**Source**.
=-=-=-=-=

A Push Culture Or A Push & Pull Culture - For B2b Companies


by Ravi Arapurakal - Date: 2006-12-04 - Word Count: 759 Share This!

There are broadly two kinds of businesses. B2C, businesses that sell to individual customers, and B2B, businesses that sell to other businesses. B2C and B2B are two very different kinds of businesses. They look different, talk different and walk different. So they have always promoted their products and services differently. B2C businesses have mostly a PUSH and PULL culture. B2B businesses typically have just a Selling culture, a PUSH culture.

B2C businessses have been branding their products and services for over a century. The have an established Branding culture. But until recently, most B2B businesses have thought of themselves very differently. B2B businesses have typically avoided the entire branding/marketing ethos in favor of selling. Most B2B businesses are still stuck in the outmoded selling culture. So they have been missing the critical PULL dynamic in their business building efforts.

The two biggest single differences between B2C businesses and B2B businesses are that the latter typically address a much smaller group of prospects and customers, and that their products or services are typically much more expensive. These differences impose significant differences in how the two kinds of businesses sell their wares.

=-=-=-=-=

**Data entries**.
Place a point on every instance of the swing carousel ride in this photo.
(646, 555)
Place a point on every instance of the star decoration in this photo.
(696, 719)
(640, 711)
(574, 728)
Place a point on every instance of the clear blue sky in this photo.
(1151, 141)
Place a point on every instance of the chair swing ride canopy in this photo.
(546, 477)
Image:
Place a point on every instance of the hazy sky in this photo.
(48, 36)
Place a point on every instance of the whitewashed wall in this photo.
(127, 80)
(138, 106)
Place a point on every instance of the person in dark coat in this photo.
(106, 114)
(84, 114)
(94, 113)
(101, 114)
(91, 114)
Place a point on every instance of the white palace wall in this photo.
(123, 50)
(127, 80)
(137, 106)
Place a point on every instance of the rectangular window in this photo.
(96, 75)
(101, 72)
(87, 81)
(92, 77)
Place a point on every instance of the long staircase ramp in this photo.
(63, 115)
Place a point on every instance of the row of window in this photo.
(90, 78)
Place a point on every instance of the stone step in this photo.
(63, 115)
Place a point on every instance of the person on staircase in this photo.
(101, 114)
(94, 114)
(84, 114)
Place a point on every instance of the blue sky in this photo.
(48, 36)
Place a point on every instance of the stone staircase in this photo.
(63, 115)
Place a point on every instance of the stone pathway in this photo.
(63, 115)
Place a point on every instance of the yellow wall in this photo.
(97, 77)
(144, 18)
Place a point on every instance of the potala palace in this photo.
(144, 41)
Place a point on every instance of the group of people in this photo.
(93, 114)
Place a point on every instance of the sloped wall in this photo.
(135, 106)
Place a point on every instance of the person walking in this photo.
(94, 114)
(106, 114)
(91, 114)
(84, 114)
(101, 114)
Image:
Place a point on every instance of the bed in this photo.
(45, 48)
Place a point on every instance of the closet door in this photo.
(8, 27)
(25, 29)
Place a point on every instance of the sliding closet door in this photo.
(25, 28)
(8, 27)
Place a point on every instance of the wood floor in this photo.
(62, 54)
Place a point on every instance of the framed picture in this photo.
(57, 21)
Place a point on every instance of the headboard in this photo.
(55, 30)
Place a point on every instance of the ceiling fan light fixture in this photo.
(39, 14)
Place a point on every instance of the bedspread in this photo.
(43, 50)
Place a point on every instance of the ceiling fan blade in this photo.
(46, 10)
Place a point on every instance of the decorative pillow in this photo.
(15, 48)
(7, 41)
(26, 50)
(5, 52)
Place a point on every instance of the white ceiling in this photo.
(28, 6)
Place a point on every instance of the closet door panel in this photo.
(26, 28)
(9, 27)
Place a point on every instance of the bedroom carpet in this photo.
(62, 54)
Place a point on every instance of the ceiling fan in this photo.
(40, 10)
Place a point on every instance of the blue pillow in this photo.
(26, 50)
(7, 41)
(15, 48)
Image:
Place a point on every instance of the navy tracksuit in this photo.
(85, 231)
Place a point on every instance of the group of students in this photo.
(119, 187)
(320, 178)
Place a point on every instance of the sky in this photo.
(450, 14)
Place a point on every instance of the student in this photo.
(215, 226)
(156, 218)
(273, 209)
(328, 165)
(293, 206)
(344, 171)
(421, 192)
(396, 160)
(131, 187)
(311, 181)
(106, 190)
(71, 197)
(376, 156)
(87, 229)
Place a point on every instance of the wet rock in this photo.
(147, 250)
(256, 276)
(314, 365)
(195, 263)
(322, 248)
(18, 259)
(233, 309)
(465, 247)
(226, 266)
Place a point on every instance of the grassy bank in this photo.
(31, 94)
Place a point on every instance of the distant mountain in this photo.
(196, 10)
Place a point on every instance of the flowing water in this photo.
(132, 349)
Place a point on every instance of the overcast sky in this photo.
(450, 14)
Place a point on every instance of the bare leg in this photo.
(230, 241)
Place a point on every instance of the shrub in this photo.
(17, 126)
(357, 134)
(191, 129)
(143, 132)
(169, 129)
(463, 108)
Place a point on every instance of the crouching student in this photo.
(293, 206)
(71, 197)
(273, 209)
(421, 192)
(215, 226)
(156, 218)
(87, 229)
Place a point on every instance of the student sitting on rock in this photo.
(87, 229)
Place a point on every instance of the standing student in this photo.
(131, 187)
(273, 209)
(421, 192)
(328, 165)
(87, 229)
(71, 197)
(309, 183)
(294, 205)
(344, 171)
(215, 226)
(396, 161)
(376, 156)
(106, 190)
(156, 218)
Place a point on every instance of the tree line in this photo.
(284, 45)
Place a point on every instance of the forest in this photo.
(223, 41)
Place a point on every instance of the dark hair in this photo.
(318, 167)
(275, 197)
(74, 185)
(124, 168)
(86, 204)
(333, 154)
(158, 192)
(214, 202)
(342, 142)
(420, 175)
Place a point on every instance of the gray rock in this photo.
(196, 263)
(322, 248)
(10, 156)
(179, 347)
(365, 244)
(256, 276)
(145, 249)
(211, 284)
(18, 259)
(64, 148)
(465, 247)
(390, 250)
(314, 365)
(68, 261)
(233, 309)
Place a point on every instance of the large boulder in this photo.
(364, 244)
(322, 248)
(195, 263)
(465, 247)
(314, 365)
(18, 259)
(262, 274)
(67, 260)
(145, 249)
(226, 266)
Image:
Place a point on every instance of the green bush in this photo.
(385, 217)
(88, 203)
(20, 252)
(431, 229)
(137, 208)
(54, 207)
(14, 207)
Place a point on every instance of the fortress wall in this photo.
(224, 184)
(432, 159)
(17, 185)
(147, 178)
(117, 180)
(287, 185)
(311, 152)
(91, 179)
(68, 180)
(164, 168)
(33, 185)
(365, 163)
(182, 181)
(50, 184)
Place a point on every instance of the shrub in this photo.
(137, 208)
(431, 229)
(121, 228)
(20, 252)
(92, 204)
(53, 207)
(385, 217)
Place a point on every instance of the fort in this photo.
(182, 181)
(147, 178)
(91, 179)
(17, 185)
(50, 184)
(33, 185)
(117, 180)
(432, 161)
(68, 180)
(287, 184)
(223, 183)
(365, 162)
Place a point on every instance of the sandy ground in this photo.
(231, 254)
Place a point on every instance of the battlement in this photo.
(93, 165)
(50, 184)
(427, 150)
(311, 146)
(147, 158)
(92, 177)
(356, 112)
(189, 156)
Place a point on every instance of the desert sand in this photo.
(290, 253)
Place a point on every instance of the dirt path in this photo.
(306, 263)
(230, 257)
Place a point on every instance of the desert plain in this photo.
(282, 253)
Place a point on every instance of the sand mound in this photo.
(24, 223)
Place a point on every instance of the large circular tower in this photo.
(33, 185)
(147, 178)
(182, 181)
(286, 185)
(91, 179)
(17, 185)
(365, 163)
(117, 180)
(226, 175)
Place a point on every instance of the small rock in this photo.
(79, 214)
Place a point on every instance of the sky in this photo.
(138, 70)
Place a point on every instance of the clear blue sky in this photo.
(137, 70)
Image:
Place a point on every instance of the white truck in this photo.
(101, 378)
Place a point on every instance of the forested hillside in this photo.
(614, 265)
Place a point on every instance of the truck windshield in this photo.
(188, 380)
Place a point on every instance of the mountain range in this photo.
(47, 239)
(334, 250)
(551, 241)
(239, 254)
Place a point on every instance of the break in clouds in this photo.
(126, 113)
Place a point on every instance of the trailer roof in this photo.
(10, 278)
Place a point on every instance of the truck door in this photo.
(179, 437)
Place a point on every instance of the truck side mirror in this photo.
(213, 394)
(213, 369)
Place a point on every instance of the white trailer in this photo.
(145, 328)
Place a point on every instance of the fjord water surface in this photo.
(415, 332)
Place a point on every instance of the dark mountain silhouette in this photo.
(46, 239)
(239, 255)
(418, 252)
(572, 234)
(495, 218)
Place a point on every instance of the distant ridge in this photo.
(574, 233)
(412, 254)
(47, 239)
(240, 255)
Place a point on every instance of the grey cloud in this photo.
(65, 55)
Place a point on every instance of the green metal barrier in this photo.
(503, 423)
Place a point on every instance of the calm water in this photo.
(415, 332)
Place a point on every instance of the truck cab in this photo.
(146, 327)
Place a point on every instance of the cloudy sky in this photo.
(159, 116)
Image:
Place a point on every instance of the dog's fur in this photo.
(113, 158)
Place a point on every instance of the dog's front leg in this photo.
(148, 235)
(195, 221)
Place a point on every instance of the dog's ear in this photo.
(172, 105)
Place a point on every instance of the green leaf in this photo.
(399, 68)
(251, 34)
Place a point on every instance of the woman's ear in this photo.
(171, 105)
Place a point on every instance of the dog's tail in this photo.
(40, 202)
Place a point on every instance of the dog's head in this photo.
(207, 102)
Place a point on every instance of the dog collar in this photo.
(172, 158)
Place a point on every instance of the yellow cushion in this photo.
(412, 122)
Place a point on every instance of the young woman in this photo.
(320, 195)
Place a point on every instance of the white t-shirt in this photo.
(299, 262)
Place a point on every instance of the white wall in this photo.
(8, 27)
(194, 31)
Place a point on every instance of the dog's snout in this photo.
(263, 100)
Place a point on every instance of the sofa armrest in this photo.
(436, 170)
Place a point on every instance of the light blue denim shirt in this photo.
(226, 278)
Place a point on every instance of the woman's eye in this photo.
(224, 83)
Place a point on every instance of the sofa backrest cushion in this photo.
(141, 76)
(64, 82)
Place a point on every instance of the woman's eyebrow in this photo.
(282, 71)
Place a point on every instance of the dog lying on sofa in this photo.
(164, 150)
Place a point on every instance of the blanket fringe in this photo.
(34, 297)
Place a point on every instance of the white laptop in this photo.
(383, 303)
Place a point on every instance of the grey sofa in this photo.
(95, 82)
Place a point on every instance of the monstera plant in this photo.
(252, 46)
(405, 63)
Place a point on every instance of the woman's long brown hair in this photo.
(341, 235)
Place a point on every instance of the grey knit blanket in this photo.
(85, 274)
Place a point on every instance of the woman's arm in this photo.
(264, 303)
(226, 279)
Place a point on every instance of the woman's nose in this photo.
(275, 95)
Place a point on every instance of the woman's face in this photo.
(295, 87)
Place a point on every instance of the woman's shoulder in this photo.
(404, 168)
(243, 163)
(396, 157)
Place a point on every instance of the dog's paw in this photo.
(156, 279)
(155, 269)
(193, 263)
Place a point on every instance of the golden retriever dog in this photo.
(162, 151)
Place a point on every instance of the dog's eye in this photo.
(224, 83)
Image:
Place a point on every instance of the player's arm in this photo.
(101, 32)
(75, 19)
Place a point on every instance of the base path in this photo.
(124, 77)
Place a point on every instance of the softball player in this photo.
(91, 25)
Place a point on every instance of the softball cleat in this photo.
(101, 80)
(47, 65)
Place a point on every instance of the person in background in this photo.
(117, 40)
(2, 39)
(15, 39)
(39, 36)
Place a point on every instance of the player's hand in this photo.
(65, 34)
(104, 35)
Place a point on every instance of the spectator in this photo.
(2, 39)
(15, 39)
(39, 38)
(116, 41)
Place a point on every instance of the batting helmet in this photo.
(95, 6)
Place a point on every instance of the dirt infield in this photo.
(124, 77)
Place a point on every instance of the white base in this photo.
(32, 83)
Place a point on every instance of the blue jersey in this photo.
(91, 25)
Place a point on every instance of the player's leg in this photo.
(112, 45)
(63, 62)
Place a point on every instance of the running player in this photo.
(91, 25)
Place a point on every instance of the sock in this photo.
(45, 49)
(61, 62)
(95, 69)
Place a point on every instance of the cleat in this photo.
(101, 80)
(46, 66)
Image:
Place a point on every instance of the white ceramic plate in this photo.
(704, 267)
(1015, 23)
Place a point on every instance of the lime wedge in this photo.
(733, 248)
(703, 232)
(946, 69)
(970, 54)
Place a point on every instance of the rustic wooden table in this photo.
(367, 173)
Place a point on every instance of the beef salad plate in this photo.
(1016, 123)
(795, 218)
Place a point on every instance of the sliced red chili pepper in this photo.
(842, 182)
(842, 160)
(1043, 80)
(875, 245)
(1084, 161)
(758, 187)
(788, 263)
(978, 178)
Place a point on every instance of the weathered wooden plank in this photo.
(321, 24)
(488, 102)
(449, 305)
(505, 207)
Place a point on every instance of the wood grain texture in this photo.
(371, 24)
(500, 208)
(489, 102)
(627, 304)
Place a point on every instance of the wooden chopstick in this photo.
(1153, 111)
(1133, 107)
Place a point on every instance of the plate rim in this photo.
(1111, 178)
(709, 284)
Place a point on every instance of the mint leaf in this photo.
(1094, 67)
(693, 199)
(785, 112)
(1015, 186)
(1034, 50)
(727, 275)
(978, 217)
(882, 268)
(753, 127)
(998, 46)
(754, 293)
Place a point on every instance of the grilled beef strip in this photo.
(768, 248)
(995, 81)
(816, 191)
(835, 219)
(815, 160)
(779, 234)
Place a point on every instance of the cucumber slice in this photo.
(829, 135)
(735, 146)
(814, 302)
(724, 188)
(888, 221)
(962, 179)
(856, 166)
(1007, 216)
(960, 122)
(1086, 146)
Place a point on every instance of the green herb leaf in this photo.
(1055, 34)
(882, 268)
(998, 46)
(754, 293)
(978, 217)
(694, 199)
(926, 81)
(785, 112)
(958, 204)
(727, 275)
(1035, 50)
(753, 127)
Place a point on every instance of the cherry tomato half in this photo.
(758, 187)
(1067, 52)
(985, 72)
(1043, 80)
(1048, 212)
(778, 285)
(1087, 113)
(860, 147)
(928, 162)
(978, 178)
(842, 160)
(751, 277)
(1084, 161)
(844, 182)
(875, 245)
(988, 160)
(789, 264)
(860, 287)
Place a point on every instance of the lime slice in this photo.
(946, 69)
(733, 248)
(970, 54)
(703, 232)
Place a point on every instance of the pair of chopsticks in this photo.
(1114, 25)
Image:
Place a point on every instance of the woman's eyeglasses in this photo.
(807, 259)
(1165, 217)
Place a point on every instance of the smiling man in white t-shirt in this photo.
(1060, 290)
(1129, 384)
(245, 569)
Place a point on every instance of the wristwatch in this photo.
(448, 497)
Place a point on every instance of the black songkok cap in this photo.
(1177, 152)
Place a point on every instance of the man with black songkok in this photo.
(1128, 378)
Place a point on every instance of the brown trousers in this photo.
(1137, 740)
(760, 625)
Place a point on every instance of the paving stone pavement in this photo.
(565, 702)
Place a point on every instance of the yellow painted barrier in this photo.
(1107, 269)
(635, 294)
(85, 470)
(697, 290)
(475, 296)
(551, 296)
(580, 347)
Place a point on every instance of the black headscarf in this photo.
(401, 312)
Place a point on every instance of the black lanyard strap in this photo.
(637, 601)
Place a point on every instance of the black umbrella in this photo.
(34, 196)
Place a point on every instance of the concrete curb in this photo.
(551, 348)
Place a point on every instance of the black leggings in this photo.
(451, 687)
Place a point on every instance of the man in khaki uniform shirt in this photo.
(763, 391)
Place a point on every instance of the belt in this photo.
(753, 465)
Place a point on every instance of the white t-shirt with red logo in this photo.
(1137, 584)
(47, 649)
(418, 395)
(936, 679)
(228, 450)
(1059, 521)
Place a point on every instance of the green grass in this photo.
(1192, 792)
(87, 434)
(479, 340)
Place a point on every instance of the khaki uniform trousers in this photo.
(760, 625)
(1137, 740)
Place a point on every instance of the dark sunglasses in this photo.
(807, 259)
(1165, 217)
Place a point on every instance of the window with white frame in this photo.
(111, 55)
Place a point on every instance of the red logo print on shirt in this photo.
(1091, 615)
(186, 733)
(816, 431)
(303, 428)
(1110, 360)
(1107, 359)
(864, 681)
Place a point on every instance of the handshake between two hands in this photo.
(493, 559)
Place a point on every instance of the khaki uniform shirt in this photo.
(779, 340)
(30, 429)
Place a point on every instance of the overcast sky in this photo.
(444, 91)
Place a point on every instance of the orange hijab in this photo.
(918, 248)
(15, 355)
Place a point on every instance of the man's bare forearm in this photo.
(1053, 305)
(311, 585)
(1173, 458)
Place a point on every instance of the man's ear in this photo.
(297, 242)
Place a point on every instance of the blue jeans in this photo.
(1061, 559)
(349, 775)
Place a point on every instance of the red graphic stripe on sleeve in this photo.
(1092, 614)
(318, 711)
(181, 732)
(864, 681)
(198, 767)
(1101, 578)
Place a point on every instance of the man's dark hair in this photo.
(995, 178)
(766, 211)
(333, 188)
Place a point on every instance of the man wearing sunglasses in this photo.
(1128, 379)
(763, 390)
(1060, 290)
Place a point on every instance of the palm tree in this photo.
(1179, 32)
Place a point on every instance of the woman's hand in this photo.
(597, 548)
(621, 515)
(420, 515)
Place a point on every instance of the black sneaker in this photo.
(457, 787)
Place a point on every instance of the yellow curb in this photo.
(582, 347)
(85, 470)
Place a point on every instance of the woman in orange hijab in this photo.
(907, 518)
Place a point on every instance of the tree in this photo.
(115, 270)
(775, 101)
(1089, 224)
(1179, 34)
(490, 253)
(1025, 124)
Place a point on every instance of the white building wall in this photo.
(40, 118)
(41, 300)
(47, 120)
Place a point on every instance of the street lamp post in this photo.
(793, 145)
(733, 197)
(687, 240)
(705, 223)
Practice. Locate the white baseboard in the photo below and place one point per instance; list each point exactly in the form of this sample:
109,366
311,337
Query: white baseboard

=-=-=-=-=

**Stated problem 1**. According to the article on push and pull cultures, for how long have B2C businesses been branding their products and services?
**Stated problem 2**. List every detail that the byline of the article on push and pull cultures gives about the piece, with its value.
The rows have nothing to do with the article on push and pull cultures.

**Worked solution 1**. For over a century.

**Worked solution 2**.
- Author: Ravi Arapurakal
- Date: 2006-12-04
- Word count: 759